## STATED TASK:
All of the material below is to be returned exactly.

───── THE DATA ─────

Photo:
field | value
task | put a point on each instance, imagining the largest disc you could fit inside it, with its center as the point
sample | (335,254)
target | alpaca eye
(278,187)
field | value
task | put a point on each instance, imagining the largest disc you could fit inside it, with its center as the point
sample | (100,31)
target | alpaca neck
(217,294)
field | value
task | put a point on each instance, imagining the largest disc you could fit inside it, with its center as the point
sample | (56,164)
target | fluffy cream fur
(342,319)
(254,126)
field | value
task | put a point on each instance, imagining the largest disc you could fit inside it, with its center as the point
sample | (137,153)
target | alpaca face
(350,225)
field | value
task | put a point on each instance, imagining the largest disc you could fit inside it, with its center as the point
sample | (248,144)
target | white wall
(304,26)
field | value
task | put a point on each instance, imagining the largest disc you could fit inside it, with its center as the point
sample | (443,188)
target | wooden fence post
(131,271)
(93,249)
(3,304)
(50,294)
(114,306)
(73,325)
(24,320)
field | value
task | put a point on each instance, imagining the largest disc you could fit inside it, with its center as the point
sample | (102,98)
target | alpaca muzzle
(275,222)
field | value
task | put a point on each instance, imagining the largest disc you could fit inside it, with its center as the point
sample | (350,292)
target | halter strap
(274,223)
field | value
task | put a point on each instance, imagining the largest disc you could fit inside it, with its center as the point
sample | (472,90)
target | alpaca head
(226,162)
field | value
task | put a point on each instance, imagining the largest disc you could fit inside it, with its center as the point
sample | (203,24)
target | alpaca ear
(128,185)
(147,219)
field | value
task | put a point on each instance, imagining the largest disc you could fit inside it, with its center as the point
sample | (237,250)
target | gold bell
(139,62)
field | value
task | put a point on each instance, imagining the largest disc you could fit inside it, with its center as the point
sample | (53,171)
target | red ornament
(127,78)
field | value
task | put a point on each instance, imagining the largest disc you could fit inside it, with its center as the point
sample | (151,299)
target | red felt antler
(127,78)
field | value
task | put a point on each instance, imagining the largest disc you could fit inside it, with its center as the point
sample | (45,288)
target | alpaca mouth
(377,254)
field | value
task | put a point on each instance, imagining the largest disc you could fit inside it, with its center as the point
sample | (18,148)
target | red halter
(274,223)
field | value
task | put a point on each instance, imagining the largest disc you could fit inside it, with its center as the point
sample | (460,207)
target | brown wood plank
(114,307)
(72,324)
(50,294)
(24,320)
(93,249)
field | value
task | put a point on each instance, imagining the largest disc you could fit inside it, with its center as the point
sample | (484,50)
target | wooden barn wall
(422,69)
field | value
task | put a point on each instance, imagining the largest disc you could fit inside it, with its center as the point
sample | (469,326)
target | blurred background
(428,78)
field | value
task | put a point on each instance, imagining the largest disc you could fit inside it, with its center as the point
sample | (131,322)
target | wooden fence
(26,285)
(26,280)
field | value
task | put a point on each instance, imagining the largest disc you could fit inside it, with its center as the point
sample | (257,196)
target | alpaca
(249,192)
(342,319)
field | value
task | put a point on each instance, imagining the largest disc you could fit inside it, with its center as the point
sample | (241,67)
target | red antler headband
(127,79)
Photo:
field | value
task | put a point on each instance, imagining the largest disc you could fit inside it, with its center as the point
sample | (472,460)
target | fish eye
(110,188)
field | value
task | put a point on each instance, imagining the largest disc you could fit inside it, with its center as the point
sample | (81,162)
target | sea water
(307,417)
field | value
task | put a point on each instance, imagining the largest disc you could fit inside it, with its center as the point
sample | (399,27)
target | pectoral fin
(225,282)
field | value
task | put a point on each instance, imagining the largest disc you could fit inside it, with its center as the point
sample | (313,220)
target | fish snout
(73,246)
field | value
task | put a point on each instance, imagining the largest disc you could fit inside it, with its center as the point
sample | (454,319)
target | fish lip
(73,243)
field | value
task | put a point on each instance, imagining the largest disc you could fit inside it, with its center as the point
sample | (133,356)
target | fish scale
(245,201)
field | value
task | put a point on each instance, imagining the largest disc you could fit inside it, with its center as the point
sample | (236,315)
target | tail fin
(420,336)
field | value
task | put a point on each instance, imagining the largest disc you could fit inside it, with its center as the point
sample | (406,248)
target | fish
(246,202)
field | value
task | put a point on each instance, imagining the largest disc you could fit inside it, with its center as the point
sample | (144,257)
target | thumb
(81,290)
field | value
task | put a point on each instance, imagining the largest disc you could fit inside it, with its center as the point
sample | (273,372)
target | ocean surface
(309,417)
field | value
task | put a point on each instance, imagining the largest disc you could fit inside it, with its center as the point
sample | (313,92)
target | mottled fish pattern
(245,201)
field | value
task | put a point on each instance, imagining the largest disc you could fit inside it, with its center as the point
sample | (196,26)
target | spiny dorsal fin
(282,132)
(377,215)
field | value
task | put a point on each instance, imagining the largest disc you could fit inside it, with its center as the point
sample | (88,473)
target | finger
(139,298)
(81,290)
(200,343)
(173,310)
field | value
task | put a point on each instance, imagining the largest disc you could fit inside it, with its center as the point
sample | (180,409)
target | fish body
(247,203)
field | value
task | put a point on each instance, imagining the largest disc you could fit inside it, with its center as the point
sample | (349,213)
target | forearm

─────

## REPLY:
Photo:
field | value
task | put a point on each instance, imagining the largest disc you could fit inside it, with its center as the point
sample | (335,254)
target | alpaca eye
(278,187)
field | value
task | put a point on each instance, imagining the largest disc you could fit inside it, with its center as the point
sample | (100,31)
target | alpaca neck
(217,294)
field | value
task | put a point on each instance, imagining the largest disc you could fit inside it, with its center as the point
sample | (56,164)
target | fluffy cream fur
(342,319)
(254,126)
field | value
task | put a point on each instance, imagining the largest disc you could fit inside it, with its center as the point
sample | (137,153)
target | alpaca face
(350,225)
field | value
task | put a point on each instance, imagining the largest disc you could fit inside it, with its center as the point
sample | (248,144)
target | white wall
(304,26)
field | value
task | put a point on each instance, imagining the largest disc you could fit inside it, with its center as the point
sample | (443,188)
target | wooden fence post
(131,271)
(93,249)
(3,304)
(50,294)
(114,306)
(73,325)
(24,320)
field | value
task | put a point on each instance, imagining the largest disc you could fit inside it, with its center as the point
sample | (102,98)
target | alpaca muzzle
(275,222)
field | value
task | put a point on each instance, imagining the largest disc you could fit inside it, with its center as the point
sample | (350,292)
target | halter strap
(274,223)
field | value
task | put a point on each instance, imagining the largest disc you could fit inside it, with its center as the point
sample | (472,90)
target | alpaca head
(226,162)
field | value
task | put a point on each instance, imagining the largest disc you could fit inside it, with its center as the point
sample | (203,24)
target | alpaca ear
(128,185)
(147,219)
field | value
task | put a point on each instance, imagining the largest disc you could fit inside it, with its center as the point
sample | (237,250)
target | gold bell
(139,62)
field | value
task | put a point on each instance, imagining the largest disc you could fit inside it, with its center as the point
sample | (53,171)
target | red ornament
(127,78)
field | value
task | put a point on each instance, imagining the largest disc you could fit inside it, with its center as the point
sample | (151,299)
target | red felt antler
(127,78)
field | value
task | put a point on each instance, imagining the largest disc you could fit inside it, with its center as the point
sample | (45,288)
target | alpaca mouth
(377,254)
field | value
task | put a point on each instance, imagining the largest disc you could fit inside it, with its center as the point
sample | (18,148)
target | red halter
(274,223)
field | value
task | put a point on each instance, imagining the largest disc you could fit inside it, with its center as the point
sample | (460,207)
target | brown wood plank
(114,307)
(72,324)
(50,294)
(24,320)
(93,249)
field | value
task | put a point on each instance, imagining the largest disc you could fit inside it, with its center as the point
sample | (484,50)
target | wooden barn wall
(422,69)
field | value
task | put a point on each instance, imagining the largest disc you could fit inside it, with its center as the point
sample | (469,326)
target | blurred background
(428,78)
field | value
task | put a point on each instance, imagining the largest disc you could fit inside it, with its center as the point
sample | (131,322)
target | wooden fence
(26,285)
(26,280)
field | value
task | put a point on each instance, imagining the largest disc you could fit inside it, with its center as the point
sample | (257,196)
target | alpaca
(249,192)
(342,319)
field | value
task | put a point on each instance, imagining the largest disc you could fit inside it, with its center as the point
sample | (241,67)
target | red antler headband
(127,79)
Photo:
field | value
task | put a point on each instance, imagining the largest disc you could fit inside it, with its center as the point
sample | (472,460)
target | fish eye
(110,188)
field | value
task | put a point on each instance, imagining the largest disc you could fit inside it, with its center as the point
sample | (81,162)
target | sea water
(307,417)
field | value
task | put a point on each instance, imagining the largest disc you could fit inside it, with its center as the point
sample | (399,27)
target | pectoral fin
(225,282)
field | value
task | put a point on each instance, imagining the largest disc you could fit inside it, with its center as the point
sample | (313,220)
target | fish snout
(73,246)
field | value
task | put a point on each instance, imagining the largest disc you could fit inside it, with its center as the point
sample | (454,319)
target | fish lip
(73,243)
field | value
task | put a point on each instance, imagining the largest disc you could fit inside it, with its center as the point
sample | (133,356)
target | fish scale
(245,201)
field | value
task | put a point on each instance, imagining the largest disc you could fit inside it, with its center as the point
sample | (236,315)
target | tail fin
(420,336)
field | value
task | put a point on each instance, imagining the largest disc you could fit inside it, with its center as the point
sample | (406,248)
target | fish
(246,202)
field | value
task | put a point on each instance, imagining the largest disc you could fit inside it, with its center as the point
sample | (144,257)
target | thumb
(81,290)
field | value
task | put a point on each instance, imagining the largest disc you could fit inside it, with its center as the point
sample | (273,372)
target | ocean surface
(309,417)
field | value
task | put a point on each instance, imagining the largest disc you could fit inside it, with its center as the point
sample | (313,92)
target | mottled fish pattern
(245,201)
field | value
task | put a point on each instance, imagining the largest disc you could fit inside it, with its center as the point
sample | (196,26)
target | spiny dorsal fin
(282,132)
(377,215)
field | value
task | put a point on each instance, imagining the largest disc you could fit inside it, with its center as the point
sample | (88,473)
target | finger
(139,298)
(81,290)
(200,343)
(173,310)
field | value
task | put a point on each instance, imagining the largest disc you could fit inside it, with its center as the point
sample | (180,409)
target | fish body
(247,203)
field | value
task | put a point on each instance, imagining the largest disc you could fit inside it, with its center as the point
sample | (349,213)
target | forearm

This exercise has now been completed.